:: Page

That's the point you are missing. The quantity of manufactured items may increase, but the quantity of people who earn a living in manufacturing will continue to drop. Even China is losing manufacturing jobs to automation.
 
Every single thing you listed is now produced with less human labor than it was 20 years ago. In twenty more years it will require even less human labor to produce that list.

That's the point you are missing. The quantity of manufactured items may increase, but the quantity of people who earn a living in manufacturing will continue to drop. Even China is losing manufacturing jobs to automation.

The point YOU are missing is that automated or not, it were better the production be HERE (where maintenance and tech jobs can be done by Americans) and not THERE controlled by some foreign nation.
 
Having a vision of the future requires understanding how the world living/working environment has changed over time, recognizing the trends, realizing that there may be points that the trends change. It also takes a tad bit of imagination.

The US is living a day-to-day political existence, which is how a toad like Donald Dork could have got elected.

The US deserves him - DD and the fact that all three components of our governance (Executive, Legislative and Judicial) are in the hands of a Replicant Party run by billionaire-money is a nadir in American democracy.

The only question remaining is, "Can the US recover from this historical low-point in its long existence?" Or, do we just keep living the monstrous error in democracy?

The reason why a democratic catastrophe has happened is historic; it started (in the early 19th century) with:
*The manipulation an ill-conceived and non-representational Electoral College and
* Gerrymandering of district voting patterns.

::::
:: Entries provided

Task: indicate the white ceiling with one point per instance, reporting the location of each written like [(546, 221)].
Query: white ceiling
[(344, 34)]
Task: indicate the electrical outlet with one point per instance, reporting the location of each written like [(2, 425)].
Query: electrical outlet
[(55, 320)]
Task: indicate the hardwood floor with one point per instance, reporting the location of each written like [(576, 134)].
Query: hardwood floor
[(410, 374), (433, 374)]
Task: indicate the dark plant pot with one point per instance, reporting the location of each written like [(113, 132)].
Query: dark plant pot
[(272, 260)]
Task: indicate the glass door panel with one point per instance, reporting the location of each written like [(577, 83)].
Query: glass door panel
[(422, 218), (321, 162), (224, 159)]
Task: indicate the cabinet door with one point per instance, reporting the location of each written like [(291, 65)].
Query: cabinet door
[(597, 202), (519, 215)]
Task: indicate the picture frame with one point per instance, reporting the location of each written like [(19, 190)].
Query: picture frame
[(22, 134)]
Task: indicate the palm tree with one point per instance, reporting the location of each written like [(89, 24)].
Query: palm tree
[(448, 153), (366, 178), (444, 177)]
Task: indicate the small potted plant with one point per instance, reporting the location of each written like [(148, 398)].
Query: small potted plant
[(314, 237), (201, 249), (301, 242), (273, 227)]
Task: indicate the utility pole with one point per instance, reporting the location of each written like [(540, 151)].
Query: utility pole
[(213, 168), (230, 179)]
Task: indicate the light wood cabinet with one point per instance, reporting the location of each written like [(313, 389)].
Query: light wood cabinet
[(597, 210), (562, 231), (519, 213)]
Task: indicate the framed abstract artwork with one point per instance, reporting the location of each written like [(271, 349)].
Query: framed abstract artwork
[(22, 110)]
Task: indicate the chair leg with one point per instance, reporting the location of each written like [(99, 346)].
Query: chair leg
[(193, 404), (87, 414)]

::::

• **Work instructions**:
(A) Turn the paragraph of the manufacturing post that begins "Having a vision of the future" into a short list that keeps its main points.
(B) Write the next part of the manufacturing post, picking up right after its two-item list about the Electoral College and gerrymandering.

• **Responses per task**:
(A)
Having a vision of the future takes:
- understanding how the way the world lives and works has changed over time
- recognizing the trends
- realizing that the trends may change at some points
- a little imagination

(B)
We have no reason whatsoever to be proud of the above voting manipulations for over two centuries! If the latter of the above, a finagling of the democratic vote, is not put down by the Supremes where it is presently under consideration, one should leave the country. (Look north to Canada for an example of how a democracy should be implemented.)

The EC must be put to its timely death, but that requires a major constitutional change ratified by the states. So, the best and quickest solution is to pass an electoral law stipulating that the EC must reflect the strict mathematical outcome of a democratic popular-vote describing the majority winning-party.

And to assure this, states should no longer be responsible for any Executive and Legislative national elections. This is the rightful responsibility of the US government in Washington, DC!

This sham of democracy can't get any worse due to the lack of individual respect of a sacred right to the democratic vote (small "d"). From Pew Research see the chart, U.S. trails most developed countries in voter turnout.

For a democracy, we as a nation are pretty damn lazy ... !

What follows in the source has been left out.